§ Texte à lire
──────

Meeting Masséra

Publié le par christophe bouquerel



J’ai assisté aux quelques représentations de ce spectacle de Jean-Pierre Vincent d’après Masséra au Théâtre de la Cité Internationale. C’était très intéressant.
Jean-Charles Masséra est un auteur d’autant plus à la mode sur nos scènes qu’il n’écrit pas de théâtre. Il est le sociologue qui convient à notre époque : ne proposant ni pensée ni dogme mais se contentant de laisser jouer le langage du pouvoir pour débusquer ce qu’il peut avoir de dérisoire et de menaçant. Avec la jubilation ironique que devait éprouver au 18ième siècle un Voltaire à parodier le langage des Jésuites et des Inquisiteurs pour mieux dénoncer sa vacuité et leur pouvoir.
Jean-Pierre Vincent, de son côté, aime travailler sur des textes a priori non théâtraux mais qui permettent de poser le problème du politique  (je me souviens, il y a deux ans, de son austère « Silence des communistes »  d’après la correspondance de militants italiens). Il a fait travailler ici une dizaine de comédiens sur des extraits de A cauchemar is born  et United emmerdements of new order.
Le spectacle démarre très fort : dépêches d’agence de l’année 2016 racontant une opération aérienne de la Chine et son allié l’Irak sur la France ! Renversement burlesque très efficace. Puis on enchaîne sur les difficultés des autorités d’un canton suisse à enrayer l’immigration sauvage de campeurs français. L'art de Masséra consiste à faire exploser de l’intérieur les différents langages des institutions, des media, du droit, de la politique, du marketing, toute cette « novlangue » des communicants qui tente de jeter un voile d’ordre sur le désordre du monde qu’ils « gèrent ». Décalage de la situation, collision entre le langage «officiel » et le langage quotidien, qui permettent de faire surgir un peu de réel dans les failles des discours : ainsi le « haut commissariat aux réfugiés » devient le «haut commissariat aux personnes emmitouflées, épuisées et chargées de sacs en plastique». Beaucoup d’extraits se déroulent dans un canton de Vaud tentant de réglementer des invasions de boat people haut savoyards et de masseuses tyroliennes : une « Suisse » burlesque et inquiétante qui devient la parfaite métaphore de l’Europe de Schengen.

──────

§ Entrées extraites
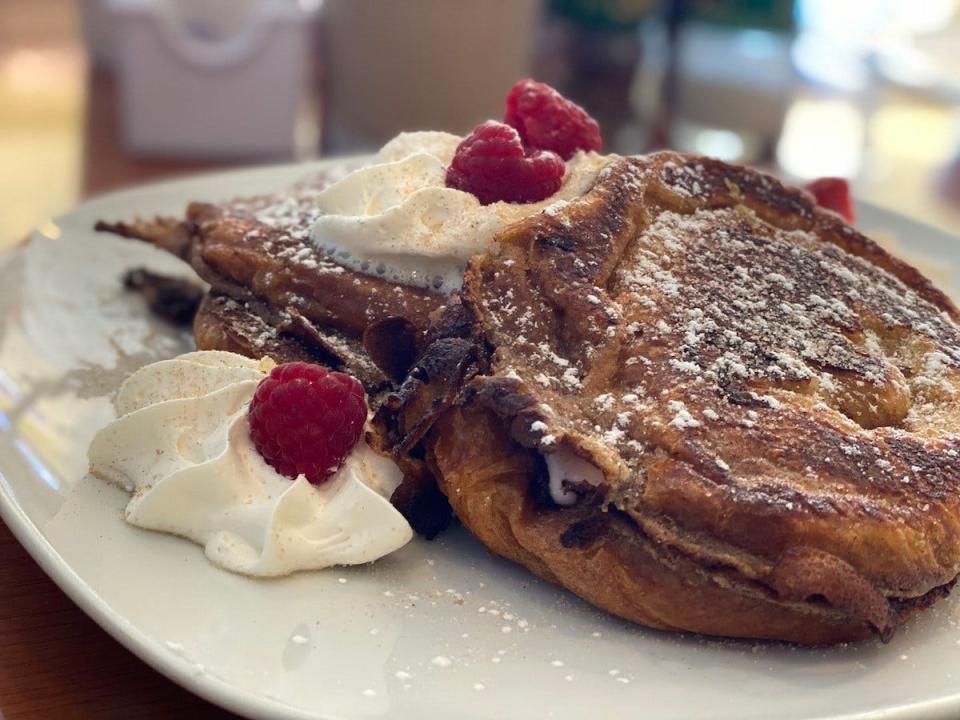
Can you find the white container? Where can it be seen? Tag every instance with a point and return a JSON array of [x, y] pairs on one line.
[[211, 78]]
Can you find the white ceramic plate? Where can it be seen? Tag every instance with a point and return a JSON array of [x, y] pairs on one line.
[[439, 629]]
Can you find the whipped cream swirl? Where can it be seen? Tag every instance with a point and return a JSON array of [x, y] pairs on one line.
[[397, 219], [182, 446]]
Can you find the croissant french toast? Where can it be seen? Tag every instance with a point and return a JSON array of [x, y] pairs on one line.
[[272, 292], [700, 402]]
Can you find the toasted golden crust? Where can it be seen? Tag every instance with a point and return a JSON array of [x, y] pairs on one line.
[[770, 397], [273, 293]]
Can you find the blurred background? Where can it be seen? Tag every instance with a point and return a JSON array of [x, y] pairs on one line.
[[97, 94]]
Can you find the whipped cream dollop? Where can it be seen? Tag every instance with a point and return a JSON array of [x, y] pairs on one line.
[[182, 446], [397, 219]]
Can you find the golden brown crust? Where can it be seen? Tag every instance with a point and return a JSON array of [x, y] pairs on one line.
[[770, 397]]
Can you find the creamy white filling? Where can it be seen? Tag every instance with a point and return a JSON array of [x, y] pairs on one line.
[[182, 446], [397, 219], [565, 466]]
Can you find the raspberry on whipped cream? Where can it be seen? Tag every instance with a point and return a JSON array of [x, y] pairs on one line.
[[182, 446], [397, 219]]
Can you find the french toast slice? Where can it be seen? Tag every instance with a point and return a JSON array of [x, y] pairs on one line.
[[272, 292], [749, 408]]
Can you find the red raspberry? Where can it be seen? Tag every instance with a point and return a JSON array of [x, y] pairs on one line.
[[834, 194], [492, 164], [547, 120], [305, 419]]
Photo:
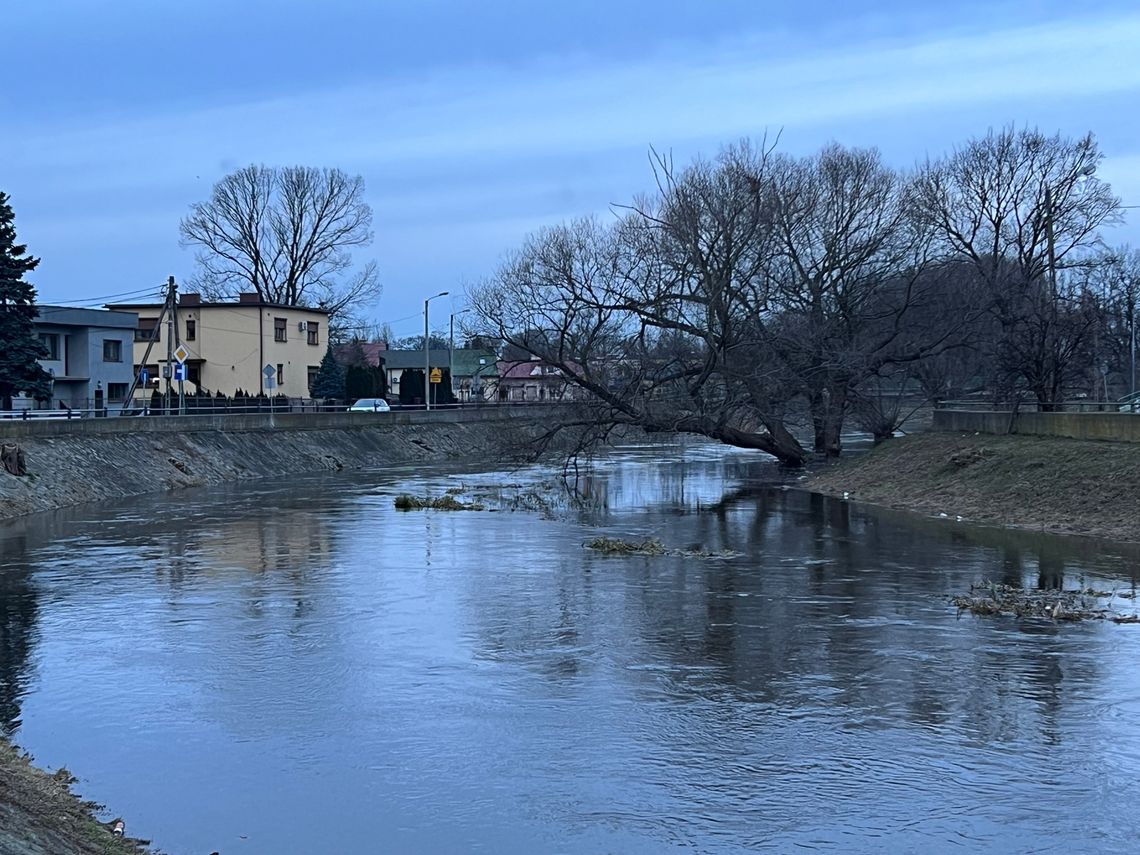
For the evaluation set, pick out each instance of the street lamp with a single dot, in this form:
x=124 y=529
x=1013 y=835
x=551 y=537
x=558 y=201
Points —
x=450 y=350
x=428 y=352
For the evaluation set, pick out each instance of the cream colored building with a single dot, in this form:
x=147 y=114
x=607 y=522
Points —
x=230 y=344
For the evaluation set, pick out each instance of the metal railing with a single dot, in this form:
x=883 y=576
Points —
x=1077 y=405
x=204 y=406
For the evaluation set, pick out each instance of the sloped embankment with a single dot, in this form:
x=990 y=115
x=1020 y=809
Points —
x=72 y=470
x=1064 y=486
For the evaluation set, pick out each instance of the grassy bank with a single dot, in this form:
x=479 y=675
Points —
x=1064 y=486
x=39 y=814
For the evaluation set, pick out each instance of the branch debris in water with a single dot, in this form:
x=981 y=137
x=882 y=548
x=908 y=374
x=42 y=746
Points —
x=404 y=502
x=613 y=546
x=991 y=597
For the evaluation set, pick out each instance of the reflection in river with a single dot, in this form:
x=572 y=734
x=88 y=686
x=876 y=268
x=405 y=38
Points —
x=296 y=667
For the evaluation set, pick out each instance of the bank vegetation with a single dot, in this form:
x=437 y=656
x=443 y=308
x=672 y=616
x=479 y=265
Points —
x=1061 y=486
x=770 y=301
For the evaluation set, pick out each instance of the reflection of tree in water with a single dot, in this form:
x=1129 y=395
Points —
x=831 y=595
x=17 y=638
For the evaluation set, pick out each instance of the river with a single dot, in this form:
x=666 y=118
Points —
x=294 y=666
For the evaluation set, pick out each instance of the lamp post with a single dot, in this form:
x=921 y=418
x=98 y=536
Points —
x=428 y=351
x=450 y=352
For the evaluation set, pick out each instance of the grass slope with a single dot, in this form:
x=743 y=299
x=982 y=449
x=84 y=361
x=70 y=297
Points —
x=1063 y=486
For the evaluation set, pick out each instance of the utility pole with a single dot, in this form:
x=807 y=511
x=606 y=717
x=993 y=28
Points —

──────

§ Tâche courte 1
Dans la critique, reprenez le passage qui commence par « Meeting Masséra » et se termine après « et leur pouvoir. ». Remplacez-y « sociologue » par « philosophe ».
§ Tâche courte 2
Affichez chaque ligne des enregistrements qui contient le mot « french », en respectant la casse.

§ Réponse 1
Meeting Masséra

Publié le par christophe bouquerel



J’ai assisté aux quelques représentations de ce spectacle de Jean-Pierre Vincent d’après Masséra au Théâtre de la Cité Internationale. C’était très intéressant.
Jean-Charles Masséra est un auteur d’autant plus à la mode sur nos scènes qu’il n’écrit pas de théâtre. Il est le philosophe qui convient à notre époque : ne proposant ni pensée ni dogme mais se contentant de laisser jouer le langage du pouvoir pour débusquer ce qu’il peut avoir de dérisoire et de menaçant. Avec la jubilation ironique que devait éprouver au 18ième siècle un Voltaire à parodier le langage des Jésuites et des Inquisiteurs pour mieux dénoncer sa vacuité et leur pouvoir.

§ Réponse 2
Can you find the croissant french toast? Where can it be seen? Tag every instance with a point and return a JSON array of [x, y] pairs on one line.
Can you find the french toast slice? Where can it be seen? Tag every instance with a point and return a JSON array of [x, y] pairs on one line.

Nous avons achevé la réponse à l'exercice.